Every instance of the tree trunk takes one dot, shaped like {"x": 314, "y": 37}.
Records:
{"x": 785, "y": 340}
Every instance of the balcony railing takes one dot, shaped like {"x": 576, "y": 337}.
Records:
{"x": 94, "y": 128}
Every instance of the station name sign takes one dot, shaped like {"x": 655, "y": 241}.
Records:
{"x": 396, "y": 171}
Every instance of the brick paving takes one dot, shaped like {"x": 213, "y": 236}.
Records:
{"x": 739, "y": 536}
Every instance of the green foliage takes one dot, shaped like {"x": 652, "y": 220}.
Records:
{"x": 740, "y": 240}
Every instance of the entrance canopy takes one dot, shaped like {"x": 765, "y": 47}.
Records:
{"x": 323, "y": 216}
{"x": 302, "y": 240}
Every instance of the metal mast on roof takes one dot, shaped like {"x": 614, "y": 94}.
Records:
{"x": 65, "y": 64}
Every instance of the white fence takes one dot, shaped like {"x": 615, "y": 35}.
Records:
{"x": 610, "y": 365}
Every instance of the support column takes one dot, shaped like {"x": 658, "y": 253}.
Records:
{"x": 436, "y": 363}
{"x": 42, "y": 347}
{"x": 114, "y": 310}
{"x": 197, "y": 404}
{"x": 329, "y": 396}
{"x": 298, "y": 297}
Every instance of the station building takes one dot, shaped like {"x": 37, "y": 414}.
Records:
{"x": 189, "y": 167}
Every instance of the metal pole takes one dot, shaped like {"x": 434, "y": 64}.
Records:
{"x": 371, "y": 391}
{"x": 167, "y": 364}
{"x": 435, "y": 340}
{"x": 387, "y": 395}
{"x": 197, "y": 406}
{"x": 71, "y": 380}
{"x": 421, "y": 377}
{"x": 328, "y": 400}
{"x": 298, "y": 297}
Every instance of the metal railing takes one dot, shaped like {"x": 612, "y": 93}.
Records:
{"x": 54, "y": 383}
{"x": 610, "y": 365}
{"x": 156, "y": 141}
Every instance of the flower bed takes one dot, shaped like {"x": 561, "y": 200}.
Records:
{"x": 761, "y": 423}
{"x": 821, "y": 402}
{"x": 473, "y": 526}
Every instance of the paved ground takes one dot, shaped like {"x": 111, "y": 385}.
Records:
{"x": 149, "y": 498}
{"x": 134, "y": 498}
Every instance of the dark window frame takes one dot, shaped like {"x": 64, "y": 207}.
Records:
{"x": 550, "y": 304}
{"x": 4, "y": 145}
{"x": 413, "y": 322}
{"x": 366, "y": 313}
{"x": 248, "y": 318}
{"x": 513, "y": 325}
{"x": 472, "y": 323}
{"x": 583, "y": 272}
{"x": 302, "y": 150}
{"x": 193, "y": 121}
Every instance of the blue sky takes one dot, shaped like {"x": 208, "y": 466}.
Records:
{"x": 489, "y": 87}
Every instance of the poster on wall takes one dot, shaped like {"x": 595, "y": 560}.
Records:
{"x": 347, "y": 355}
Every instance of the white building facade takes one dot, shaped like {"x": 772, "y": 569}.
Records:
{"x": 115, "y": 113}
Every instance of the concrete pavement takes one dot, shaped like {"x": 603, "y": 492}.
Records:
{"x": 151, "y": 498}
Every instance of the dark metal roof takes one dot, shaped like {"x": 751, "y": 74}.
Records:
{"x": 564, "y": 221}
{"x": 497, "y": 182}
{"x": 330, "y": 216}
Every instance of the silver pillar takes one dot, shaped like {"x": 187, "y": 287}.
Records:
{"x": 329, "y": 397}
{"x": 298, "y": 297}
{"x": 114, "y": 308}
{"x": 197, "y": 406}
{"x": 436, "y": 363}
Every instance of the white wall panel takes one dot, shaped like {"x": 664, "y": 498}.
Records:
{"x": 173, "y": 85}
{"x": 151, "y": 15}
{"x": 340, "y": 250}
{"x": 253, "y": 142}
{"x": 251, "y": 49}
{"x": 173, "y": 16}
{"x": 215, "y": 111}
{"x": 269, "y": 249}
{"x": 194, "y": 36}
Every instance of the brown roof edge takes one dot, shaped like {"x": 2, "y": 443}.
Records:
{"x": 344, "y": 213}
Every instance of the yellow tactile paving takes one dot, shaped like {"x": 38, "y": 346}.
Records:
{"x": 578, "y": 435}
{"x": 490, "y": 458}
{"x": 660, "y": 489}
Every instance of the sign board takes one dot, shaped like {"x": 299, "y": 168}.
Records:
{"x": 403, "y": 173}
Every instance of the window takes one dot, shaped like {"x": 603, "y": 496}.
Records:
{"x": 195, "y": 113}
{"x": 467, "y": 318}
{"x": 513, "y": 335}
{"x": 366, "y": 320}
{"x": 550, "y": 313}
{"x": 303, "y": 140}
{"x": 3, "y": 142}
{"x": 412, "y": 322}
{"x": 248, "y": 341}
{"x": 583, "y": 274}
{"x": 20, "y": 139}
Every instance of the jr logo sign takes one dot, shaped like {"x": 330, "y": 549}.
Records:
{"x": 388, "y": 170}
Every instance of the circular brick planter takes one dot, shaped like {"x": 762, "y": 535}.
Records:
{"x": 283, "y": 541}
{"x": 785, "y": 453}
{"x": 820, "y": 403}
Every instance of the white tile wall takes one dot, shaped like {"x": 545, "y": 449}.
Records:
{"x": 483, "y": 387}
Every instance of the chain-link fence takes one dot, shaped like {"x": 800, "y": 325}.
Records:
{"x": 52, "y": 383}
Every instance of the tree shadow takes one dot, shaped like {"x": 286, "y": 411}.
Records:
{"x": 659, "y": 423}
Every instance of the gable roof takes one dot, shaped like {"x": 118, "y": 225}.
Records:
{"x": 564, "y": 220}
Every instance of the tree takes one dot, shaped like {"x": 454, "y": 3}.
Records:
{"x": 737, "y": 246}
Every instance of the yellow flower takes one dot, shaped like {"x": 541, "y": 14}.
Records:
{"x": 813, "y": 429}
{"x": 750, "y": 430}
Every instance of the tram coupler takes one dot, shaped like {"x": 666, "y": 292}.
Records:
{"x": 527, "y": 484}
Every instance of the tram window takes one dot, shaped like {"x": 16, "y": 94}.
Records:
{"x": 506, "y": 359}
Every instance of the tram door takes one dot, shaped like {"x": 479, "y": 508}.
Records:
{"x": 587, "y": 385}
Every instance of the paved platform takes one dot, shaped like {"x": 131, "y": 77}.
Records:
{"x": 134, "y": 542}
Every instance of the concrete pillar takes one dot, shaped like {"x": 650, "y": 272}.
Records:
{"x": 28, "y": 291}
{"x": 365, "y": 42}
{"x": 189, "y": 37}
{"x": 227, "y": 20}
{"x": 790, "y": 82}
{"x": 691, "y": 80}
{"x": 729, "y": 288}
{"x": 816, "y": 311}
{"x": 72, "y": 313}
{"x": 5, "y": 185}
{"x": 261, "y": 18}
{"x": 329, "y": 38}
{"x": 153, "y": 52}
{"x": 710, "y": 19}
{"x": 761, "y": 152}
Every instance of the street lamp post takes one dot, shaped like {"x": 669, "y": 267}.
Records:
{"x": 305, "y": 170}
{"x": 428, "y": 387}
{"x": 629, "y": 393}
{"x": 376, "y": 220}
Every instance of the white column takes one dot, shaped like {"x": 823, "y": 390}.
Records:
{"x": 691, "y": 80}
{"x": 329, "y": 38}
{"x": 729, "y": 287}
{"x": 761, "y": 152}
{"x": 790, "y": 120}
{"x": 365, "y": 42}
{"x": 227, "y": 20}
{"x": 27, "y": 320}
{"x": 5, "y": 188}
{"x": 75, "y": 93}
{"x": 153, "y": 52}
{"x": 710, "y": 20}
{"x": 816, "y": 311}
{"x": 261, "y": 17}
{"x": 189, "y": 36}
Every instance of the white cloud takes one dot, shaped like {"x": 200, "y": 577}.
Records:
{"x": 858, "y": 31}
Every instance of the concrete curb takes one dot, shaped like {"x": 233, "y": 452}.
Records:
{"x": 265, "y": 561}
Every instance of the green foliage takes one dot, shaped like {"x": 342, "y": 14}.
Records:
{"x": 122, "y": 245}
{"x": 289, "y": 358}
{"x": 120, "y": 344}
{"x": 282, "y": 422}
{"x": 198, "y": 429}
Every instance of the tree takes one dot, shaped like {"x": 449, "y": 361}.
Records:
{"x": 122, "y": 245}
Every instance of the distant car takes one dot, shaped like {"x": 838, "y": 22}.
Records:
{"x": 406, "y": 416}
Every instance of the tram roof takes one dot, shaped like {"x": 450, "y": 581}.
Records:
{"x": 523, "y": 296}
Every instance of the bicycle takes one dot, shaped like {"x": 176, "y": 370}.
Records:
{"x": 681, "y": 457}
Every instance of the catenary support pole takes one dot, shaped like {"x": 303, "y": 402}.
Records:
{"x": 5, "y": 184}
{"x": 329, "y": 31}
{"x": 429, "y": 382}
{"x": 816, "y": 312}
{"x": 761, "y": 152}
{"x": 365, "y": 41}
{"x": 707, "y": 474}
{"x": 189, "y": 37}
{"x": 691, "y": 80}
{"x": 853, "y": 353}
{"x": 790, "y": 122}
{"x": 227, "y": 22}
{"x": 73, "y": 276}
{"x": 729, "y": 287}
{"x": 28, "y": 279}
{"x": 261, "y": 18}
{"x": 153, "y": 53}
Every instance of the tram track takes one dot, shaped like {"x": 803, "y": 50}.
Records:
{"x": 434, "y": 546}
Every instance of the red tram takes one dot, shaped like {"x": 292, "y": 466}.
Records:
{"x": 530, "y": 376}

■ ■ ■ ■ ■

## Task details
Output the records from the line containing "Every instance of the tram track" through the end of the records, inclusive, as a two-column CSV with the headers instruction and reply. Give one row per record, holding its text and its answer, each in a single quoted field with line breaks turned into spaces.

## Task output
instruction,reply
"Every instance of the tram track takes one dot, shaped like {""x"": 803, ""y"": 50}. Records:","{""x"": 434, ""y"": 546}"
"Every instance of the red tram takes one dot, shaped like {""x"": 292, ""y"": 466}. Records:","{""x"": 530, ""y"": 376}"